→ **REQUIRED ACTION**:
Write out the records below word for word, please.

→ **DATA FOR REVIEW**:
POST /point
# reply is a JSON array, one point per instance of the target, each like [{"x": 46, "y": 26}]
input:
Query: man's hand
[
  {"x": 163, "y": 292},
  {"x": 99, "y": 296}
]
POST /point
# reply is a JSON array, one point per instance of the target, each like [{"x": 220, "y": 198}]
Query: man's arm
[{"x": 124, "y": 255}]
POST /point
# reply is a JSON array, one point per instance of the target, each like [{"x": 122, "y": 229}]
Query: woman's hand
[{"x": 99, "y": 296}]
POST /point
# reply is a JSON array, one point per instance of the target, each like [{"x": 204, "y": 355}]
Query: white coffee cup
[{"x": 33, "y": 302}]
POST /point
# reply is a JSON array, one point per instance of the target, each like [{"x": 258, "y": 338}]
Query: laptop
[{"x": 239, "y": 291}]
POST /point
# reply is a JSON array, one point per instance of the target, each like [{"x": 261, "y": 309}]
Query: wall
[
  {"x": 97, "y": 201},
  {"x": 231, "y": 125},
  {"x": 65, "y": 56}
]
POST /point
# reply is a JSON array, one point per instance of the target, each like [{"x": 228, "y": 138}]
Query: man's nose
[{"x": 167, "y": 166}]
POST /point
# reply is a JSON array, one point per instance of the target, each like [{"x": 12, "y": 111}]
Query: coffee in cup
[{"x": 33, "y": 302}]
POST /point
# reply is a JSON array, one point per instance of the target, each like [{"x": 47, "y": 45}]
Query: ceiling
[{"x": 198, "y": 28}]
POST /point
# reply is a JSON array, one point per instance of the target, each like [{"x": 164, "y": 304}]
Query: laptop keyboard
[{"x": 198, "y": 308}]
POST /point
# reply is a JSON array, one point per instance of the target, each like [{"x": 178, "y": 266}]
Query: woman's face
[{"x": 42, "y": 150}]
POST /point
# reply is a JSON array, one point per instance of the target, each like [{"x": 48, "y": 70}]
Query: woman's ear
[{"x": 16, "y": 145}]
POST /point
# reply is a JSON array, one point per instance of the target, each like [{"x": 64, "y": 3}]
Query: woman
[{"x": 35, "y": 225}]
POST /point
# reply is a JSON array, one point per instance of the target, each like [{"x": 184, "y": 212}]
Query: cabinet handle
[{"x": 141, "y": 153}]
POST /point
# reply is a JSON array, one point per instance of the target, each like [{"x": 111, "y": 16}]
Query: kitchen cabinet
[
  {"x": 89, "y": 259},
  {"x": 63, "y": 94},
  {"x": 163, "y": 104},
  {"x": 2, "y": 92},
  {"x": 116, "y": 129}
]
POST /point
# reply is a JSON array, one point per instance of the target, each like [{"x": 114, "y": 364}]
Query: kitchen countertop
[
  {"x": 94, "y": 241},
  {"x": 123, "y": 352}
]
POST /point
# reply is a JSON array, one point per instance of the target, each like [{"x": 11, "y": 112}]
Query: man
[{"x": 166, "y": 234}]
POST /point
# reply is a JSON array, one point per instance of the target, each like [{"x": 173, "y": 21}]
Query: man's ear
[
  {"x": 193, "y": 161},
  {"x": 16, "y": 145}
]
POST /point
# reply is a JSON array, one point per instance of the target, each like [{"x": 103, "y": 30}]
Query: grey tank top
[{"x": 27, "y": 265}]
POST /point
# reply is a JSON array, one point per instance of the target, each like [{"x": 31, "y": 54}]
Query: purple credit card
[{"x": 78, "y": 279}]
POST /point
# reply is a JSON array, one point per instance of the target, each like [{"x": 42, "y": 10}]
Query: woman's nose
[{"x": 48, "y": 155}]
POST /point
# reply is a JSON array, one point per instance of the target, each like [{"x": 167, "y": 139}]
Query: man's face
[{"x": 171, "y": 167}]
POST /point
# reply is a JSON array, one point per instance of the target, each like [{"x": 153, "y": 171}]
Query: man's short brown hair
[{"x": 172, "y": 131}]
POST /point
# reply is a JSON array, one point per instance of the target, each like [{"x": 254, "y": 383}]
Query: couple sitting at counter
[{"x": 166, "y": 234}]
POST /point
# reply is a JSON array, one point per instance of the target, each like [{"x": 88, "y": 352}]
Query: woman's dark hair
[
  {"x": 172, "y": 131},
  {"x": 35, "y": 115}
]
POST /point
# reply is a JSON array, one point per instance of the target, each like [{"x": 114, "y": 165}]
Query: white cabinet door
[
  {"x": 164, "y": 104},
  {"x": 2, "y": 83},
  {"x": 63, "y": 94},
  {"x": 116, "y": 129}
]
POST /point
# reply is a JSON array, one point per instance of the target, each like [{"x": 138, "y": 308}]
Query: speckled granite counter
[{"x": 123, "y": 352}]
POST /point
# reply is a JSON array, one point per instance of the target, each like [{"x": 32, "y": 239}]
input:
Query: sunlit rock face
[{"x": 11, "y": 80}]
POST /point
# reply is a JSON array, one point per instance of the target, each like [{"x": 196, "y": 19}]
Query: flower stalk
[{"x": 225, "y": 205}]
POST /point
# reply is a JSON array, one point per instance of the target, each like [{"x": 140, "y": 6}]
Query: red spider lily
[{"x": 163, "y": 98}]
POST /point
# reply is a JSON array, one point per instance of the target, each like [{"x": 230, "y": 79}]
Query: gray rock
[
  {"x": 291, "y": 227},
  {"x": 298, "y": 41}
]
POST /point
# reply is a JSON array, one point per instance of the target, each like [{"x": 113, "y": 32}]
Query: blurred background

→ **COMPLETED TASK**:
POST /point
# reply is a JSON array, one point per instance of the target, each like [{"x": 46, "y": 26}]
input:
Query: man's hand
[
  {"x": 163, "y": 292},
  {"x": 99, "y": 296}
]
POST /point
# reply is a JSON array, one point per instance of the target, each like [{"x": 220, "y": 198}]
Query: man's arm
[{"x": 124, "y": 255}]
POST /point
# reply is a JSON array, one point per instance of the target, each like [{"x": 122, "y": 229}]
Query: woman's hand
[{"x": 99, "y": 296}]
POST /point
# reply is a JSON array, one point per instance of the target, each like [{"x": 204, "y": 355}]
Query: white coffee cup
[{"x": 33, "y": 302}]
POST /point
# reply is a JSON array, one point per instance of the target, each like [{"x": 258, "y": 338}]
Query: laptop
[{"x": 239, "y": 291}]
POST /point
# reply is a JSON array, one point per instance of the target, each like [{"x": 261, "y": 309}]
Query: wall
[
  {"x": 97, "y": 201},
  {"x": 231, "y": 125},
  {"x": 65, "y": 56}
]
POST /point
# reply is a JSON array, one point per instance of the target, each like [{"x": 228, "y": 138}]
Query: man's nose
[{"x": 167, "y": 166}]
POST /point
# reply is a JSON array, one point per instance of the target, each like [{"x": 12, "y": 111}]
Query: coffee in cup
[{"x": 33, "y": 302}]
POST /point
# reply is a JSON array, one point per instance of the target, each like [{"x": 47, "y": 45}]
Query: ceiling
[{"x": 198, "y": 28}]
POST /point
# reply is a JSON array, one point per instance of the target, each like [{"x": 164, "y": 304}]
Query: laptop keyboard
[{"x": 198, "y": 308}]
POST /point
# reply is a JSON array, one point per instance of the target, each like [{"x": 178, "y": 266}]
Query: woman's face
[{"x": 42, "y": 150}]
POST /point
# reply is a JSON array, one point per instance of the target, each like [{"x": 48, "y": 70}]
Query: woman's ear
[{"x": 16, "y": 145}]
POST /point
# reply is a JSON array, one point per instance of the target, each like [{"x": 64, "y": 3}]
Query: woman
[{"x": 35, "y": 225}]
POST /point
# reply is a JSON array, one point per instance of the target, each like [{"x": 184, "y": 212}]
Query: cabinet handle
[{"x": 141, "y": 153}]
POST /point
# reply is a JSON array, one point per instance of the target, each like [{"x": 111, "y": 16}]
Query: kitchen cabinet
[
  {"x": 89, "y": 259},
  {"x": 63, "y": 94},
  {"x": 163, "y": 104},
  {"x": 2, "y": 92},
  {"x": 116, "y": 129}
]
POST /point
# reply is a JSON array, one point per instance of the target, each like [{"x": 114, "y": 364}]
Query: kitchen countertop
[
  {"x": 94, "y": 241},
  {"x": 123, "y": 352}
]
POST /point
# reply is a JSON array, one point per instance of the target, each like [{"x": 11, "y": 112}]
Query: man
[{"x": 166, "y": 234}]
POST /point
# reply is a JSON array, one point per instance of the target, each like [{"x": 173, "y": 21}]
Query: man's ear
[
  {"x": 193, "y": 161},
  {"x": 16, "y": 145}
]
POST /point
# reply is a JSON array, one point per instance of the target, each like [{"x": 103, "y": 30}]
Query: grey tank top
[{"x": 27, "y": 265}]
POST /point
# reply is a JSON array, one point per instance of the target, each like [{"x": 31, "y": 54}]
Query: purple credit card
[{"x": 78, "y": 279}]
POST /point
# reply is a JSON array, one point per instance of the target, each like [{"x": 42, "y": 10}]
Query: woman's nose
[{"x": 48, "y": 155}]
POST /point
# reply is a JSON array, one point per instance of the target, each like [{"x": 167, "y": 139}]
Query: man's face
[{"x": 171, "y": 167}]
POST /point
# reply is a JSON array, one point per instance of the target, each like [{"x": 153, "y": 171}]
Query: man's short brown hair
[{"x": 172, "y": 131}]
POST /point
# reply is a JSON array, one point per instance of the target, each like [{"x": 254, "y": 383}]
Query: couple sitting at counter
[{"x": 166, "y": 234}]
POST /point
# reply is a JSON array, one point per instance of the target, each like [{"x": 88, "y": 352}]
Query: woman's dark hair
[
  {"x": 172, "y": 131},
  {"x": 35, "y": 115}
]
POST /point
# reply is a JSON array, one point per instance of the target, each like [{"x": 114, "y": 165}]
Query: white cabinet door
[
  {"x": 164, "y": 104},
  {"x": 2, "y": 83},
  {"x": 63, "y": 94},
  {"x": 116, "y": 129}
]
POST /point
# reply is a JSON array, one point per instance of the target, each like [{"x": 138, "y": 308}]
Query: speckled granite counter
[{"x": 123, "y": 352}]
POST /point
# reply is a JSON array, one point per instance of the target, each like [{"x": 32, "y": 239}]
input:
Query: sunlit rock face
[{"x": 11, "y": 80}]
POST /point
# reply is a JSON array, one point per instance of the target, each like [{"x": 196, "y": 19}]
Query: flower stalk
[{"x": 225, "y": 205}]
POST /point
# reply is a JSON array, one point per instance of the target, each like [{"x": 140, "y": 6}]
Query: red spider lily
[{"x": 163, "y": 98}]
POST /point
# reply is a JSON array, one point per instance of the target, each like [{"x": 230, "y": 79}]
Query: gray rock
[
  {"x": 291, "y": 227},
  {"x": 298, "y": 41}
]
POST /point
# reply is a JSON array, one point per instance of the target, each like [{"x": 113, "y": 32}]
Query: blurred background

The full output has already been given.